PROBLEM A: Repeat the full column about Dot Bell word for word.

August 11‘01

Volume 268


Dot Bell Celebrating 25 Years

Dot Bell, a family friend, has One Of The Familyseemed like one of the family for approximately thirty years. When Barbara and I moved to Pontotoc in 1970, Dot and Jerry Bell and three of their first four children had been calling Pontotoc home for two years. Jerry worked as an undertaker for Baldwin Funeral Home, while Dot honed her homemaker skills as a stay-at-home mom. Through association with First Baptist Church, Barbara and Dot became good friends. Perhaps, each identified with the other one, as both had been transplanted there from other parts, Dot from New Albany and Barbara from Ripley.

In time, Dot and I became good friends, too. Other than my wife, there are less than five, maybe less than three, women that I can count whose friendships are as strong and deep as that which I share with Dot Bell. Mind you I don't share my deepest fears and most secret thoughts with Dot, but she's the sort of friend with whom I'd be comfortable in so doing, and she'd not think any less of me. Such friends are heaven sent.

Barbara worked as the church's secretary following the retirement of Dot Hardin in 1974, through the final days of Dr. Levon Moore's tenure and managed to struggle through a tumultuous era prior to our church calling Gordon Sansing as pastor in 1976. As Barbara tendered her resignation in the summer of '76, she contacted her friend Dot to let her know the church would soon need a Church Secretary. Barbara remembered Dot had served as secretary at First Baptist in New Albany in the early days of her marriage to Jerry and felt Dot might be interested in the position.

Extracted records:
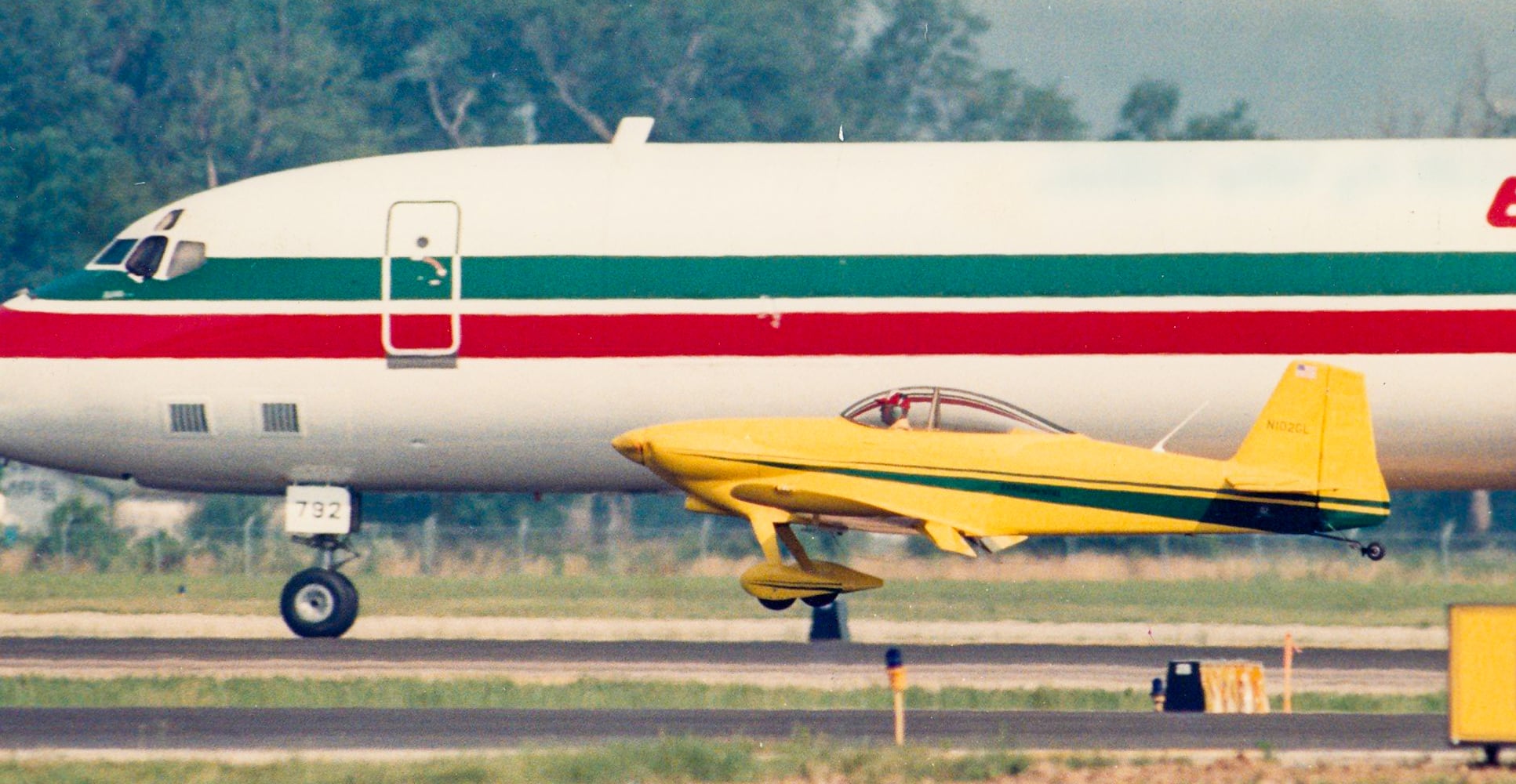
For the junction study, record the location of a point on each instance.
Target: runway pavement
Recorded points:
(416, 728)
(801, 665)
(784, 663)
(458, 652)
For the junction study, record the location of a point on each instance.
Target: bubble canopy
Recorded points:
(942, 408)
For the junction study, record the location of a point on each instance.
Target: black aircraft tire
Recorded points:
(318, 602)
(820, 601)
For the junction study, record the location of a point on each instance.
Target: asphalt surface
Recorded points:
(419, 728)
(416, 728)
(455, 652)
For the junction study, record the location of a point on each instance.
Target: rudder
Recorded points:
(1316, 426)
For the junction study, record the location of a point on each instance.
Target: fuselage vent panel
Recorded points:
(188, 417)
(281, 417)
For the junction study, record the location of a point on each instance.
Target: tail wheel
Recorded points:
(318, 602)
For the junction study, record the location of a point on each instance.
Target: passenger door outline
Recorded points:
(420, 266)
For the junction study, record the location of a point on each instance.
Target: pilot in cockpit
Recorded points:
(895, 412)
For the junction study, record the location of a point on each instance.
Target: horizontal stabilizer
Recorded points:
(999, 543)
(1256, 480)
(948, 539)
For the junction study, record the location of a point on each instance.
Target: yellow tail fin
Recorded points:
(1316, 430)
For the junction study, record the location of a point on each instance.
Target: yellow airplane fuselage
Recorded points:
(1309, 466)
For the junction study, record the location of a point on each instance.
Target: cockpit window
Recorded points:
(146, 256)
(940, 408)
(170, 219)
(188, 256)
(113, 253)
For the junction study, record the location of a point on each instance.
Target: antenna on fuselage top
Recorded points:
(633, 131)
(1180, 426)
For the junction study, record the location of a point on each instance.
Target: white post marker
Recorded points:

PROBLEM B: How many lines in the entries contain the string "tail"? Case matters, and reply with the number alone.

TASK RESULT A:
August 11‘01

Volume 268


Dot Bell Celebrating 25 Years

Dot Bell, a family friend, has One Of The Familyseemed like one of the family for approximately thirty years. When Barbara and I moved to Pontotoc in 1970, Dot and Jerry Bell and three of their first four children had been calling Pontotoc home for two years. Jerry worked as an undertaker for Baldwin Funeral Home, while Dot honed her homemaker skills as a stay-at-home mom. Through association with First Baptist Church, Barbara and Dot became good friends. Perhaps, each identified with the other one, as both had been transplanted there from other parts, Dot from New Albany and Barbara from Ripley.

In time, Dot and I became good friends, too. Other than my wife, there are less than five, maybe less than three, women that I can count whose friendships are as strong and deep as that which I share with Dot Bell. Mind you I don't share my deepest fears and most secret thoughts with Dot, but she's the sort of friend with whom I'd be comfortable in so doing, and she'd not think any less of me. Such friends are heaven sent.

Barbara worked as the church's secretary following the retirement of Dot Hardin in 1974, through the final days of Dr. Levon Moore's tenure and managed to struggle through a tumultuous era prior to our church calling Gordon Sansing as pastor in 1976. As Barbara tendered her resignation in the summer of '76, she contacted her friend Dot to let her know the church would soon need a Church Secretary. Barbara remembered Dot had served as secretary at First Baptist in New Albany in the early days of her marriage to Jerry and felt Dot might be interested in the position.

TASK RESULT B: 2